YOUR TASK –
Skip all lines in the entries below that come before the one containing "of the arched". Repeat that line and the rest exactly.

━━━━━━

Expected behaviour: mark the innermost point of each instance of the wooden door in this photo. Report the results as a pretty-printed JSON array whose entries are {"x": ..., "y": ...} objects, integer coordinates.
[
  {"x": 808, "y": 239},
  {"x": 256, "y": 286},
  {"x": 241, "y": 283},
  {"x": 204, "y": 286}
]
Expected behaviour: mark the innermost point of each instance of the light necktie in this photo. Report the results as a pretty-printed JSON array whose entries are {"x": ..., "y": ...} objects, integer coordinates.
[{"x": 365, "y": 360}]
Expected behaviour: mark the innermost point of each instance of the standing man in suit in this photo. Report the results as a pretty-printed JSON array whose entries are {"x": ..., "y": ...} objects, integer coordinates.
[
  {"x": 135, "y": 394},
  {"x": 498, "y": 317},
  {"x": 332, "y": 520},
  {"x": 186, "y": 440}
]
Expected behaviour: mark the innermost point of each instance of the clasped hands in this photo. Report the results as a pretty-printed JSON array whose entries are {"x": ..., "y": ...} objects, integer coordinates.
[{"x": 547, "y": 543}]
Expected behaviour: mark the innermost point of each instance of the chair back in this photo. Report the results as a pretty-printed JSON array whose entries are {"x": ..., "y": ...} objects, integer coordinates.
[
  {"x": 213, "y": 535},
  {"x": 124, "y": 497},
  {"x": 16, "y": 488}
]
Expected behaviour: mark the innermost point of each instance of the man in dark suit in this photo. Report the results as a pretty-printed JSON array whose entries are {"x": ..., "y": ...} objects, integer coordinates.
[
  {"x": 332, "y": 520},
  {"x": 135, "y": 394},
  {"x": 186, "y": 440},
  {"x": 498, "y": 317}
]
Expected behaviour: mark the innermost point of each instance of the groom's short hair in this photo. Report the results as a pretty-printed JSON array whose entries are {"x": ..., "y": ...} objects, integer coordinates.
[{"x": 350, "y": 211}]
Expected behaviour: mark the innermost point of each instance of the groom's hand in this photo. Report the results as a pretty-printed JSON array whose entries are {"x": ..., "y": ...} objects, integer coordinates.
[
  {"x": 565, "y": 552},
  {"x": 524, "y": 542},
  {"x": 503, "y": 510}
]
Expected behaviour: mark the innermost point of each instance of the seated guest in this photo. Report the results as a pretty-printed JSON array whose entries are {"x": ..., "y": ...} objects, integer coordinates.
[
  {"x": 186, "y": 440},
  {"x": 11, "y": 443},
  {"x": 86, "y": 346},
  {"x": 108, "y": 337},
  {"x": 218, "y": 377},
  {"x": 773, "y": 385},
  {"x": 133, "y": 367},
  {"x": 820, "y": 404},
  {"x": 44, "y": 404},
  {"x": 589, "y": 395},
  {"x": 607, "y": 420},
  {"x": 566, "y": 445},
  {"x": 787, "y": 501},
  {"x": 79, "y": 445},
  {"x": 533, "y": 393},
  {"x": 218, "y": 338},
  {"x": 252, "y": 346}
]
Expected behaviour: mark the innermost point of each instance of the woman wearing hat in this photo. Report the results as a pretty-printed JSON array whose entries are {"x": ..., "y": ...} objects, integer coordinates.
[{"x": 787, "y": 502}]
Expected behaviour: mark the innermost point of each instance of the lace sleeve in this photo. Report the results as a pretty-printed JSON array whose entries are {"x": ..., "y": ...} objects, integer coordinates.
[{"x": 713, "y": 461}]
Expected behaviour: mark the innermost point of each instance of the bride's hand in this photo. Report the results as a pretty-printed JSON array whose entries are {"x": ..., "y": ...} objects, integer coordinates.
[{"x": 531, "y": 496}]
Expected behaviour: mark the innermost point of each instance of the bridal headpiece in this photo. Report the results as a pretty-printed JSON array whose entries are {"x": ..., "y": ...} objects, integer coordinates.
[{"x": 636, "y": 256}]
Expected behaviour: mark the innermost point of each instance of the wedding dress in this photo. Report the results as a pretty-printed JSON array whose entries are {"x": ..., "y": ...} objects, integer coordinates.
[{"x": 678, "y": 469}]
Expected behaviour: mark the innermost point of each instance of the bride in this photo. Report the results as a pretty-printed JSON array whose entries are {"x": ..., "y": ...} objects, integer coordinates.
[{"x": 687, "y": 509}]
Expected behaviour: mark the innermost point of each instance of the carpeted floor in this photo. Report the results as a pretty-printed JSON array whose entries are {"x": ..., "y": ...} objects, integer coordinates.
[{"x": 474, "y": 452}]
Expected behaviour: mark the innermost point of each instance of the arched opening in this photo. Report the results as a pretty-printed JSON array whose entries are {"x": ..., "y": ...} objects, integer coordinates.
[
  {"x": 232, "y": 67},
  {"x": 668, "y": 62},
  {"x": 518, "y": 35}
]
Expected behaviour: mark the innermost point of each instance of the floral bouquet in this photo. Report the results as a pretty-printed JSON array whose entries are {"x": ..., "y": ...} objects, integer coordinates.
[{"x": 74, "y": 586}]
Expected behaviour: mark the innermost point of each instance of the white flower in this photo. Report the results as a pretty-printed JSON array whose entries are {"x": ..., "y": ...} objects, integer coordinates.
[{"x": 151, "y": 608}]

━━━━━━

WRITTEN SOLUTION –
Expected behaviour: mark the innermost point of each instance of the arched opening in this photo. Report the results as a pretty-printed JSON array whose entries are {"x": ..., "y": ...} objects, integer coordinates.
[
  {"x": 232, "y": 67},
  {"x": 668, "y": 62},
  {"x": 518, "y": 35}
]
Expected behaviour: mark the innermost point of each instance of the floral bouquet in this photo. Report the results as a pretty-printed JSON array whose entries are {"x": ..., "y": ...} objects, integer coordinates.
[{"x": 74, "y": 586}]
Expected behaviour: mark the innermost point of each instance of the white flower in this photo. Report the results as a pretty-printed JSON array whose entries are {"x": ..., "y": ...} objects, integer coordinates.
[{"x": 151, "y": 608}]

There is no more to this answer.